*DIRECTIONS:*
The response should be a faithful copy of every record, with nothing left out.

*RECORDS:*
━━━━━━━━

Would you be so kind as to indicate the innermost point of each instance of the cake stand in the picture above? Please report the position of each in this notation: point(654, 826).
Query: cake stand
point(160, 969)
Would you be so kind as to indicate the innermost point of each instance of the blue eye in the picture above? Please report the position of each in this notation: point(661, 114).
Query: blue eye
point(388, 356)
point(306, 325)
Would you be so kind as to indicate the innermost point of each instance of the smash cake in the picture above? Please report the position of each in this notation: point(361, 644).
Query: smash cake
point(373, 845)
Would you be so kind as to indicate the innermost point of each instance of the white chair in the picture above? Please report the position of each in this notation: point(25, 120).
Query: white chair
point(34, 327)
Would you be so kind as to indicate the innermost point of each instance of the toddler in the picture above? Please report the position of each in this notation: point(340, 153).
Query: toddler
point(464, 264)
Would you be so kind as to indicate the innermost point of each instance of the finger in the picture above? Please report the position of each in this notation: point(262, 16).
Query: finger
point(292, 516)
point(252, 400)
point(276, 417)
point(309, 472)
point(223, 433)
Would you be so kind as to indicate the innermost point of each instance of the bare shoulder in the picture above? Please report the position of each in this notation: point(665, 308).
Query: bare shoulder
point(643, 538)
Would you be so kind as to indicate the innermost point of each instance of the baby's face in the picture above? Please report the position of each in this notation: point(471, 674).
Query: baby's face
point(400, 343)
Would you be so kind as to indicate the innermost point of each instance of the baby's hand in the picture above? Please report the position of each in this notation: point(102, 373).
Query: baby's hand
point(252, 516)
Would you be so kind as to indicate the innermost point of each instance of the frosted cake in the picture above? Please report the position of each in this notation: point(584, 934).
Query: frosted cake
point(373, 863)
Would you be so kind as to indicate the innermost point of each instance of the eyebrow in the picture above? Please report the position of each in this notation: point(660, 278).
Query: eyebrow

━━━━━━━━

*WORKED SOLUTION:*
Would you be so kind as to indicate the innermost point of each instance of the cake stand in the picture above? Please report the position of each in this notation: point(654, 826).
Query: cake stand
point(160, 969)
Would you be so kind as to indicate the innermost point of each instance of the blue eye in the picture above? Please report the position of each in this notation: point(661, 114).
Query: blue eye
point(388, 356)
point(306, 325)
Would you be so kind as to indicate the innermost point of each instance of the smash cake in the picture above? Please report the position of each in this notation: point(361, 644).
Query: smash cake
point(373, 845)
Would you be so kind as to indicate the innermost point of each instance of the white chair in the picture above? Please report the position of each in this notation: point(25, 120).
Query: white chair
point(34, 327)
Would you be so kind as to indicate the innermost point of each instance of the toddler in the picture above? Please report the position of each in this notation: point(340, 153).
Query: toddler
point(464, 264)
Would you be so kind as to indicate the innermost point of each instance of the finger in the picture above? Please report the position of each in this notation: point(262, 16).
Query: finger
point(292, 516)
point(252, 400)
point(276, 417)
point(309, 472)
point(223, 433)
Would you be so kind as to indicate the innermost point of each instance of the bare shoulder in the picture above? Please report the position of each in this notation: point(665, 308).
Query: bare shoulder
point(643, 538)
Would you be so kind as to indicate the innermost point of each instance of the baby's face in the picture above? Please report the position of each in this notation: point(471, 674).
Query: baby's face
point(400, 343)
Would you be so kind as to indicate the innermost point of each instance of the baby's hand in the picture above? Please report the position of each in this notation: point(102, 373).
Query: baby's hand
point(252, 516)
Would you be so kind as to indicate the innermost point of each instance of the frosted cake in the picture above? Please report the position of each in this notation: point(584, 934).
Query: frosted cake
point(373, 863)
Would you be so kind as to indicate the innermost point of each instance of the eyebrow in the picture above? Please report the position of each in this notation: point(660, 278).
Query: eyebrow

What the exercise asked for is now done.